[PAGE]

------------------------------------

Skip to the content.

Overview
Installation
Quick Start
Algorithms
Citing
Release History


Overview

A collection of BM25-based algorithms, including BM25 itself, written in C++ and wrapped for Python. The following algorithms are provided in version 0.2.0.

 


Installation (version 0.2.0)

pip install bm25-search

 


Quick Start

1️⃣ Set Model

Calculate the TF (Term Frequency) and IDF (Inverse Document Frequency) for all tokens in the given documents using the set_model() method. This pre-calculation helps reduce latency during the search stage.

from bm25_search import BM25

corpus = [
    "The sun is shining brightly",
    "It is raining now",
    "The breeze feels cool",
    "Snow is expected tonight",
    "The sky is cloudy"    
]

# Tokenized 2-dimensional list 
corpus_tokenized = [doc.lower().split(" ") for doc in corpus]

bm25 = BM25()

# TF and IDF calculations are done at this stage, 
# so this might take a while if the corpus is large. 
bm25.set_model(corpus_tokenized, k=1.5, b=0.75)

2️⃣ Get Scores

You can obtain the scores of all documents for the given queries using the get_scores() method.

# Tokenized 2-dimensional list
queries = ["white snow", "cloudy sky"]
queries_tokenized = [query.lower().split(" ") for query in queries]

bm25.get_scores(queries_tokenized)
[[0.0, 0.0, 0.0, 1.4166511719473336, 0.0],
 [0.0, 0.0, 0.0, 0.0, 2.833302343894667]]

3️⃣ Get Top-K Scores & Indices

You can obtain the scores and indices of top-k documents for the given queries using the get_topk() method.

bm25.get_topk(queries_tokenized, n=2)
([[1.4166511719473336, 0.0], [2.833302343894667, 0.0]], [[3, 0], [4, 0]])

4️⃣ Get Top-K Docs

You can obtain the top-k documents for the given queries using the get_topk_docs() method.

bm25.get_topk_docs(queries_tokenized, corpus, n=2)

------------------------------------

[GIVEN INSTRUCTION A]
Answer these questions from the BM25 page:
(i) What command installs the package?
(ii) What values of k and b does the example pass to set_model()?
(iii) Which method returns the top-k documents for the given queries?
[GIVEN INSTRUCTION B] Please return the passage of the BM25 page from "3️⃣ Get Top-K" up to and including "bm25.get_topk_docs(queries_tokenized, corpus, n=2)", copied without any changes.

[ENTRIES]
------------------------------------

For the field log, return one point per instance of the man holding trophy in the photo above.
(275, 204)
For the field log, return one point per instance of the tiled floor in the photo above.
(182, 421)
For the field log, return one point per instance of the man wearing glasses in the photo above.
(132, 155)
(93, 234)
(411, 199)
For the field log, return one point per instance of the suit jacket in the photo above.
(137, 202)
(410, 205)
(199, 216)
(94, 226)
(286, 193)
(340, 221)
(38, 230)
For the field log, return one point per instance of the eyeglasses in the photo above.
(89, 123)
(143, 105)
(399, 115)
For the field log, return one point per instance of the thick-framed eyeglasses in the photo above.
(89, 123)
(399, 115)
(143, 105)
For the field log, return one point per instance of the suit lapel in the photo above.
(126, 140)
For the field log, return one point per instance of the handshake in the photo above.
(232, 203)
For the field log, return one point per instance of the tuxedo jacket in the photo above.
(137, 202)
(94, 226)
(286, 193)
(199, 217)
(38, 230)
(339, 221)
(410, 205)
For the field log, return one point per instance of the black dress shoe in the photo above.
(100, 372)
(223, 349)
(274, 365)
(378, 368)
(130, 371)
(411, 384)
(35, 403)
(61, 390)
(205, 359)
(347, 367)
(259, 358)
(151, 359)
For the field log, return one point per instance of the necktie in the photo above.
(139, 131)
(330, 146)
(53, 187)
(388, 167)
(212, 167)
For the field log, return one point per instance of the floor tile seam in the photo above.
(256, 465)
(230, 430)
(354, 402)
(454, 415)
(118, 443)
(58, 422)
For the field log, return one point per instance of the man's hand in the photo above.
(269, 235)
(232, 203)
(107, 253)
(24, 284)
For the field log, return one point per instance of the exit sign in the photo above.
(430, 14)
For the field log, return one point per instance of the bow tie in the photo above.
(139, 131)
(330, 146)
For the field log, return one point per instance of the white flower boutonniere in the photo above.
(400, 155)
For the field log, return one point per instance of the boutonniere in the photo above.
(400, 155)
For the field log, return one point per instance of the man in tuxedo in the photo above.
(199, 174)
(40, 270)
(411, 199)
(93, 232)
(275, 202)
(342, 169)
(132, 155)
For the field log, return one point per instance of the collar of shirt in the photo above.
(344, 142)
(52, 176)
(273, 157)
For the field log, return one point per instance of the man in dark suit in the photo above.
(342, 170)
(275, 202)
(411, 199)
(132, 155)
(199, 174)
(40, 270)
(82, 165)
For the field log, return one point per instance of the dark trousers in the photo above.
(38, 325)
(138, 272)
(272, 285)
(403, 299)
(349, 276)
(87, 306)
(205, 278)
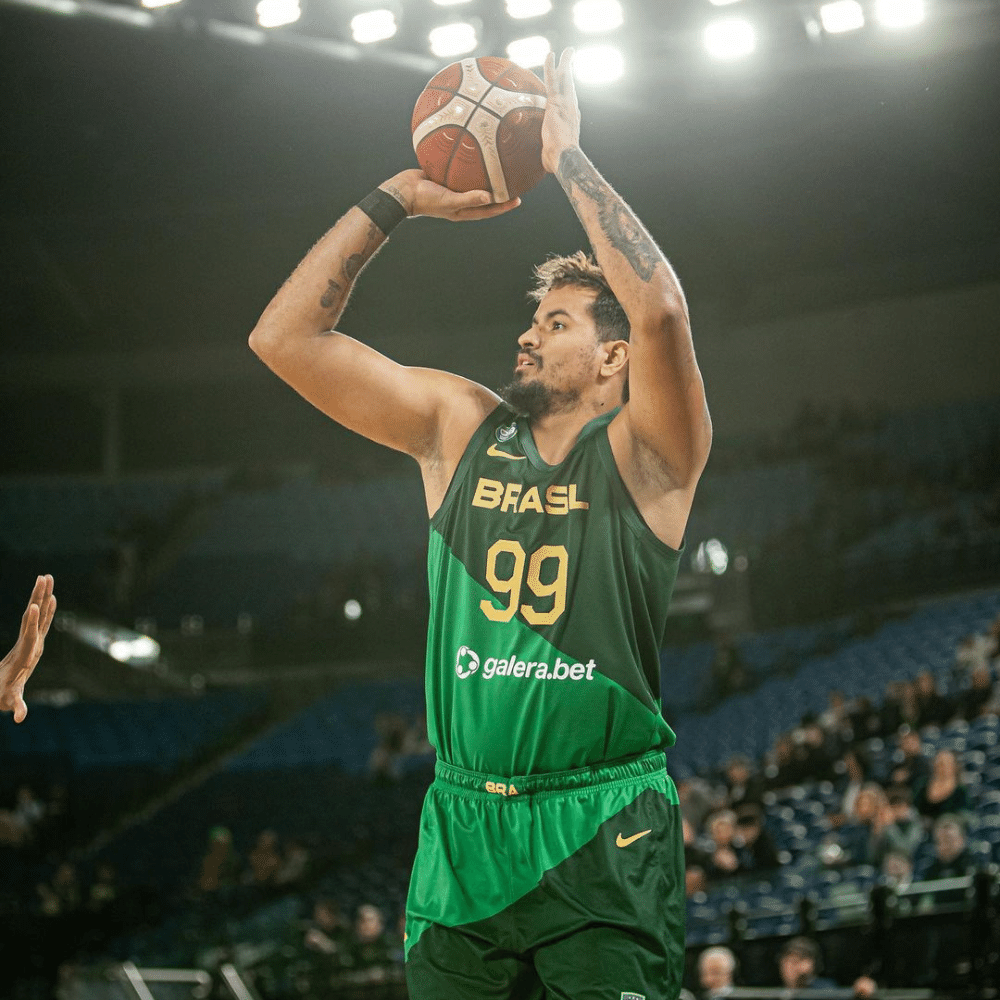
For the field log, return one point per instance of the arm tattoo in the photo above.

------------------------------------

[WRITTEN SOLUTION A]
(i) pip install bm25-search
(ii) k=1.5 and b=0.75
(iii) get_topk_docs()

[WRITTEN SOLUTION B]
3️⃣ Get Top-K Scores & Indices

You can obtain the scores and indices of top-k documents for the given queries using the get_topk() method.

bm25.get_topk(queries_tokenized, n=2)
([[1.4166511719473336, 0.0], [2.833302343894667, 0.0]], [[3, 0], [4, 0]])

4️⃣ Get Top-K Docs

You can obtain the top-k documents for the given queries using the get_topk_docs() method.

bm25.get_topk_docs(queries_tokenized, corpus, n=2)